Task to carry out
Word for word, copy every line of the data.

Data for this task

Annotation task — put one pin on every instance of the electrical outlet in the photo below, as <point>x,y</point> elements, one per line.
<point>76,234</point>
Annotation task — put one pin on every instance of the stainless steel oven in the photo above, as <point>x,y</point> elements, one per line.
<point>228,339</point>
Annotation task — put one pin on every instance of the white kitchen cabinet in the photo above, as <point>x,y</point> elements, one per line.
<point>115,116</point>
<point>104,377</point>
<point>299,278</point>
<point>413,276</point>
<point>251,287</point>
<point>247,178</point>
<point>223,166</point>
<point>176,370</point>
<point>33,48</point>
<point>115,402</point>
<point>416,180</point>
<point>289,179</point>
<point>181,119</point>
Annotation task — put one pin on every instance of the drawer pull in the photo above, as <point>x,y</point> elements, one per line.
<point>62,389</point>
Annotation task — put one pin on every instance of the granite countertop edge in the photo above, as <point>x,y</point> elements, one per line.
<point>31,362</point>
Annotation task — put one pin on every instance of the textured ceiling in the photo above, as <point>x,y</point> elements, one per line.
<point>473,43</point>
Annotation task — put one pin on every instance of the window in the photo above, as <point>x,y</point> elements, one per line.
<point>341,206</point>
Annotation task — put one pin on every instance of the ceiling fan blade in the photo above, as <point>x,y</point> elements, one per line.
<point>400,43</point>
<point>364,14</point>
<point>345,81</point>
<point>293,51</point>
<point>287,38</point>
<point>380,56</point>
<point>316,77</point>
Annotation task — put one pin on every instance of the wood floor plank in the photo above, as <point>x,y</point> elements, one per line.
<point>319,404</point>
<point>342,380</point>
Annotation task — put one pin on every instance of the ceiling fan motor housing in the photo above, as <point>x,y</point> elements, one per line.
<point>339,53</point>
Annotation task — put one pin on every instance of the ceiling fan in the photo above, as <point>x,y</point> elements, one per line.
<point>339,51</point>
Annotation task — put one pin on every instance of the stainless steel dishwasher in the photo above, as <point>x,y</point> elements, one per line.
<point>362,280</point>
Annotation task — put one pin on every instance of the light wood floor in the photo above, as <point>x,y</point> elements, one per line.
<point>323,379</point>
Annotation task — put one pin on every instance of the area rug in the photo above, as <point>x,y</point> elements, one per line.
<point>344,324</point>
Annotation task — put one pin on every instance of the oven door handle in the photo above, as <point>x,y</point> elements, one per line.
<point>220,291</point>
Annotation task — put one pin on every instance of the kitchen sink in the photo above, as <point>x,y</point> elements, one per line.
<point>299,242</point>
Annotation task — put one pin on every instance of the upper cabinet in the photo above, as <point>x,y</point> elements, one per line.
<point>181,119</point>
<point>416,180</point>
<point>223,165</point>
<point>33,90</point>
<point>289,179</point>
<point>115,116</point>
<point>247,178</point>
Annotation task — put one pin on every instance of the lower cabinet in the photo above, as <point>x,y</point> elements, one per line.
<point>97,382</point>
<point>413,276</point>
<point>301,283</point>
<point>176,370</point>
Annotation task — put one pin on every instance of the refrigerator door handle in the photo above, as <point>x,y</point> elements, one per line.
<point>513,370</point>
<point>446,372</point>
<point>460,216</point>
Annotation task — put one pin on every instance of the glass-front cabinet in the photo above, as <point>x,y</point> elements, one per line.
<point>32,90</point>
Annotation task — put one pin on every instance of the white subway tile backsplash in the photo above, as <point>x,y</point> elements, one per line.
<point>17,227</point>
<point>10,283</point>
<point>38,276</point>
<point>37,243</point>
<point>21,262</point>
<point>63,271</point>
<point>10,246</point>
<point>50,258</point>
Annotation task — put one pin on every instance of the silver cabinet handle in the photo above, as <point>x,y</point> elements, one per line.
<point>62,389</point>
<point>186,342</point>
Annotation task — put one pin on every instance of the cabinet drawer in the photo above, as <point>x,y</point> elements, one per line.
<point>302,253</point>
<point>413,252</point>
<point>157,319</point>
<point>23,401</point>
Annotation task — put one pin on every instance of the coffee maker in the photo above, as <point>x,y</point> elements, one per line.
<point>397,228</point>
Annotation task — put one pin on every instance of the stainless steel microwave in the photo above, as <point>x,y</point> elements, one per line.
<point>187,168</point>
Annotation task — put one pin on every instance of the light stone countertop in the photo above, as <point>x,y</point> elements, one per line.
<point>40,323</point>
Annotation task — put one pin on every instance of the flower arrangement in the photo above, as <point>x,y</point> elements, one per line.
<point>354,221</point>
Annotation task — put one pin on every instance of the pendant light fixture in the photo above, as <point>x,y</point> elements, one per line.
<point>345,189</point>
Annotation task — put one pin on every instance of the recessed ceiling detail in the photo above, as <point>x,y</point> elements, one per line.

Exercise solution
Annotation task — put one pin on every instance of the electrical outlet in the photo below, as <point>x,y</point> elements, one per line.
<point>76,234</point>
Annotation task — put one pin on every instance of the stainless steel oven in the photo above, as <point>x,y</point> elements, one per line.
<point>228,339</point>
Annotation task — put one pin on every instance of the white kitchen cabinet in the photo above, as <point>x,y</point> elements, one per line.
<point>115,116</point>
<point>104,377</point>
<point>299,278</point>
<point>413,276</point>
<point>251,287</point>
<point>247,178</point>
<point>223,166</point>
<point>176,370</point>
<point>33,48</point>
<point>115,402</point>
<point>416,180</point>
<point>289,179</point>
<point>181,119</point>
Annotation task — put one pin on every instance of the drawer pull in the photo above, as <point>x,y</point> elements, one per line.
<point>62,389</point>
Annotation task — put one pin on every instance of the granite countertop edge in the photo above, as <point>x,y</point> elements, one per line.
<point>31,362</point>
Annotation task — put one pin on every instance of the textured ceiling in the photo above, as <point>x,y</point> elements, one per line.
<point>473,43</point>
Annotation task — put one pin on every instance of the window in the photo above, as <point>x,y</point> elements, one per line.
<point>341,206</point>
Annotation task — put one pin on every instance of the ceiling fan blade in the photo above, as <point>x,y</point> elements, one per line.
<point>400,43</point>
<point>364,14</point>
<point>345,81</point>
<point>293,51</point>
<point>287,38</point>
<point>380,56</point>
<point>316,77</point>
Annotation task — put one pin on every instance of the wood floor plank in the photo above, as <point>x,y</point> elements, one per line.
<point>319,404</point>
<point>342,380</point>
Annotation task — put one pin on every instance of the ceiling fan motor housing in the photo above, as <point>x,y</point> elements, one per line.
<point>339,53</point>
Annotation task — put one pin on every instance of the ceiling fan in the photo above, as <point>x,y</point> elements, one per line.
<point>339,51</point>
Annotation task — put one pin on every instance of the stainless steel dishwasher in the photo above, as <point>x,y</point> elements, one per line.
<point>362,280</point>
Annotation task — put one pin on every instance of the light wood floor in the photo above, as <point>x,y</point> elements, one per line.
<point>323,379</point>
Annotation task — put one pin on every instance of the area rug in the photo above, as <point>x,y</point> elements, one per line.
<point>344,324</point>
Annotation task — put one pin on every instance of the oven door handle in the photo above, as <point>x,y</point> elements, one per line.
<point>220,291</point>
Annotation task — put one pin on every instance of the kitchen sink in the photo above, as <point>x,y</point> elements, one per line.
<point>299,242</point>
Annotation task — put one pin on every instance of the upper cabinet in the photo above, as <point>x,y</point> elements, one per line.
<point>181,119</point>
<point>416,180</point>
<point>223,165</point>
<point>33,90</point>
<point>289,179</point>
<point>115,116</point>
<point>247,178</point>
Annotation task — put one pin on every instance of the lower cabinet in the photo above, as <point>x,y</point> elements, one per line.
<point>97,382</point>
<point>413,276</point>
<point>301,283</point>
<point>176,370</point>
Annotation task — put one pin on every instance of the refrigerator door handle in the photo above, as <point>x,y</point> elements, one per line.
<point>513,370</point>
<point>446,372</point>
<point>460,216</point>
Annotation task — put one pin on every instance of the glass-front cabinet in the photo above, as <point>x,y</point> elements, one per line.
<point>32,90</point>
Annotation task — put one pin on every instance of the white subway tile backsplash in the photo above, as <point>x,y</point> elements, one per line.
<point>17,227</point>
<point>10,283</point>
<point>38,276</point>
<point>37,243</point>
<point>21,262</point>
<point>63,271</point>
<point>10,246</point>
<point>50,258</point>
Annotation task — put one pin on every instance of the silver cabinet handle in the photo above, as <point>x,y</point> elements, one per line.
<point>62,389</point>
<point>186,342</point>
Annotation task — put one pin on every instance of the cabinet drawer in the photo above, as <point>x,y</point> elements, one per line.
<point>302,253</point>
<point>413,252</point>
<point>157,319</point>
<point>23,401</point>
Annotation task — put one pin on every instance of the coffee maker in the photo above, as <point>x,y</point> elements, one per line.
<point>397,228</point>
Annotation task — put one pin on every instance of the stainless steel microwave in the photo above, as <point>x,y</point> elements, one per line.
<point>187,168</point>
Annotation task — put one pin on every instance of the light stone countertop in the photo above, as <point>x,y</point> elements, one per line.
<point>40,323</point>
Annotation task — put one pin on every instance of the flower arrangement in the photo above, as <point>x,y</point> elements, one per line.
<point>354,221</point>
Annotation task — put one pin on every instance of the pendant light fixture in the photo above, as <point>x,y</point> elements, one per line.
<point>345,189</point>
Annotation task — put one pin on every instance of the recessed ceiling detail in the photo above, as <point>x,y</point> elements, one per line.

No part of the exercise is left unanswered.